Retype the entries. Match them exactly.

- DATASET RECORDS
----

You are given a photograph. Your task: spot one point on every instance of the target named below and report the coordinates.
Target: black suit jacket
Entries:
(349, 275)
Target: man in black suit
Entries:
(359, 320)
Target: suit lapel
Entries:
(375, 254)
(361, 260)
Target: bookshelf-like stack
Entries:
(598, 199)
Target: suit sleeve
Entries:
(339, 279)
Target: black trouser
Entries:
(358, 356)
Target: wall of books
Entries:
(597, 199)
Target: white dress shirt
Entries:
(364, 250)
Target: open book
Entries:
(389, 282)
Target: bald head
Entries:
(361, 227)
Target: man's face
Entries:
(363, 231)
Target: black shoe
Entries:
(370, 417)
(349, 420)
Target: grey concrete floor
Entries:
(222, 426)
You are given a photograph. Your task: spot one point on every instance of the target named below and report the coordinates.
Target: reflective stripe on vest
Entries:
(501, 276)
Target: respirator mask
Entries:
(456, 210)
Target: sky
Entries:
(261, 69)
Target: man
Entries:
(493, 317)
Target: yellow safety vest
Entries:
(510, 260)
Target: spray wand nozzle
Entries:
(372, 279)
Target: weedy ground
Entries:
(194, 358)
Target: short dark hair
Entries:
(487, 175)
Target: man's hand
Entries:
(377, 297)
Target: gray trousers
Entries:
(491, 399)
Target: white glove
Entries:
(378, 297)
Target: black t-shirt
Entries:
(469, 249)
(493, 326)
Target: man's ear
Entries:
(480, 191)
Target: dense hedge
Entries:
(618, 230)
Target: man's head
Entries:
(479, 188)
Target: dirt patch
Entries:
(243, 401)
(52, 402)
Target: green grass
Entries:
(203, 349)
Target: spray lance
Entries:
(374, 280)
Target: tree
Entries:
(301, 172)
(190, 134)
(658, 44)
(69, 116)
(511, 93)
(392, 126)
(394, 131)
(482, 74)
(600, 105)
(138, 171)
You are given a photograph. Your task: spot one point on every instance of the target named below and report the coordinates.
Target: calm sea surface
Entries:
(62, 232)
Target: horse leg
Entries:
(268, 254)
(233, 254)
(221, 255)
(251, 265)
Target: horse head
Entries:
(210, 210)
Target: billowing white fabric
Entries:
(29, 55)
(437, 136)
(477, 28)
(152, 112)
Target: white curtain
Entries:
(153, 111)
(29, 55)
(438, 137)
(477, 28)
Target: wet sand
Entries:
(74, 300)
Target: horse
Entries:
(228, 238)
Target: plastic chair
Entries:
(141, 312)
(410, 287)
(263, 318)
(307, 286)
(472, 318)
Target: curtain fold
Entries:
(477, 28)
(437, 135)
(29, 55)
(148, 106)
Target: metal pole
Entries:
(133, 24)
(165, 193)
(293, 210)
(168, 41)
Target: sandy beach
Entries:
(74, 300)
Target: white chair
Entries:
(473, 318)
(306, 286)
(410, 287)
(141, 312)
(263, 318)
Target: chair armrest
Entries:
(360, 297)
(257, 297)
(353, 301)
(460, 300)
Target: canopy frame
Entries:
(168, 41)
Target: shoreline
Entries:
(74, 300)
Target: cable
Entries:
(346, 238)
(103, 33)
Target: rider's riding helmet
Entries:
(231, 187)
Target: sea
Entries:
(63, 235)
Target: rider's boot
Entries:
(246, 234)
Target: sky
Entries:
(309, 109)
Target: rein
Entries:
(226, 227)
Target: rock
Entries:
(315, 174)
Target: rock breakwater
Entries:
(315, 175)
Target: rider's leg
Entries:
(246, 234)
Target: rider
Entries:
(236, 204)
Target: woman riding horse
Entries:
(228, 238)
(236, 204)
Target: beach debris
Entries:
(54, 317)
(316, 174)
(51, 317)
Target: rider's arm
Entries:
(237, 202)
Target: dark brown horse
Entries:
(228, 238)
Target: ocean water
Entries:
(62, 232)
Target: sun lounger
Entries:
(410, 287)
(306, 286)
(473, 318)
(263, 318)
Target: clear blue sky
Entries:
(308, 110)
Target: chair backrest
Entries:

----

- RESULT OF THIS TASK
You are given a photograph. Your task: spot one point on every instance of the target named below and report the coordinates.
Target: black suit jacket
Entries:
(349, 275)
Target: man in black suit
Entries:
(359, 320)
Target: suit lapel
Entries:
(375, 254)
(361, 260)
Target: bookshelf-like stack
Entries:
(598, 199)
Target: suit sleeve
Entries:
(339, 279)
Target: black trouser
Entries:
(358, 356)
Target: wall of books
Entries:
(597, 199)
Target: white dress shirt
Entries:
(364, 250)
Target: open book
Entries:
(389, 282)
Target: bald head
Entries:
(361, 227)
Target: man's face
Entries:
(363, 231)
Target: black shoe
Entries:
(370, 417)
(349, 420)
Target: grey concrete floor
Entries:
(222, 426)
You are given a photograph. Your task: spot one point on every instance of the target named below and report the coordinates.
Target: reflective stripe on vest
Entries:
(501, 276)
Target: respirator mask
Entries:
(456, 210)
Target: sky
Entries:
(261, 69)
Target: man
Entries:
(493, 317)
Target: yellow safety vest
Entries:
(510, 260)
Target: spray wand nozzle
Entries:
(372, 279)
Target: weedy ground
Entries:
(194, 358)
Target: short dark hair
Entries:
(487, 175)
Target: man's hand
Entries:
(377, 297)
Target: gray trousers
Entries:
(491, 399)
Target: white glove
Entries:
(378, 297)
Target: black t-shirt
Entries:
(469, 249)
(493, 326)
Target: man's ear
Entries:
(480, 191)
Target: dense hedge
Entries:
(618, 230)
Target: man's head
Entries:
(479, 188)
Target: dirt patch
Entries:
(243, 401)
(52, 402)
Target: green grass
Entries:
(203, 349)
Target: spray lance
Entries:
(374, 280)
Target: tree
Entries:
(301, 172)
(190, 134)
(658, 44)
(69, 116)
(511, 93)
(392, 126)
(394, 131)
(482, 74)
(600, 105)
(138, 171)
You are given a photograph. Your task: spot one point on every instance of the target named below and report the coordinates.
Target: calm sea surface
Entries:
(62, 232)
Target: horse leg
Entries:
(268, 254)
(233, 254)
(221, 255)
(251, 265)
Target: horse head
Entries:
(210, 210)
Target: billowing white fabric
Entries:
(29, 55)
(437, 136)
(477, 28)
(152, 112)
Target: white curtain
Entries:
(153, 111)
(29, 55)
(438, 137)
(477, 28)
Target: wet sand
Entries:
(74, 300)
Target: horse
Entries:
(228, 238)
Target: plastic chair
Entries:
(141, 312)
(410, 287)
(263, 318)
(307, 286)
(472, 318)
Target: curtain fold
Entries:
(477, 28)
(437, 135)
(29, 55)
(148, 106)
Target: metal pole
Entries:
(133, 24)
(165, 193)
(293, 210)
(168, 41)
Target: sandy beach
Entries:
(74, 300)
Target: white chair
Entries:
(473, 318)
(306, 286)
(410, 287)
(141, 312)
(263, 318)
Target: chair armrest
Entries:
(360, 297)
(257, 297)
(353, 301)
(460, 300)
Target: canopy frame
Entries:
(168, 41)
Target: shoreline
Entries:
(74, 300)
Target: cable
Entries:
(346, 238)
(103, 33)
Target: rider's riding helmet
Entries:
(231, 187)
Target: sea
Entries:
(63, 235)
Target: rider's boot
Entries:
(246, 234)
Target: sky
Entries:
(309, 109)
Target: rein
Entries:
(226, 227)
Target: rock
Entries:
(315, 174)
Target: rock breakwater
Entries:
(315, 175)
Target: rider's leg
Entries:
(246, 234)
Target: rider
Entries:
(236, 204)
Target: woman riding horse
Entries:
(228, 238)
(236, 204)
Target: beach debris
Entries:
(54, 317)
(316, 174)
(51, 317)
Target: rider's arm
Entries:
(237, 202)
Target: dark brown horse
Entries:
(228, 238)
Target: ocean water
Entries:
(62, 232)
Target: sun lounger
Entries:
(410, 287)
(306, 286)
(473, 318)
(263, 318)
Target: clear blue sky
Entries:
(308, 110)
Target: chair backrest
Entries:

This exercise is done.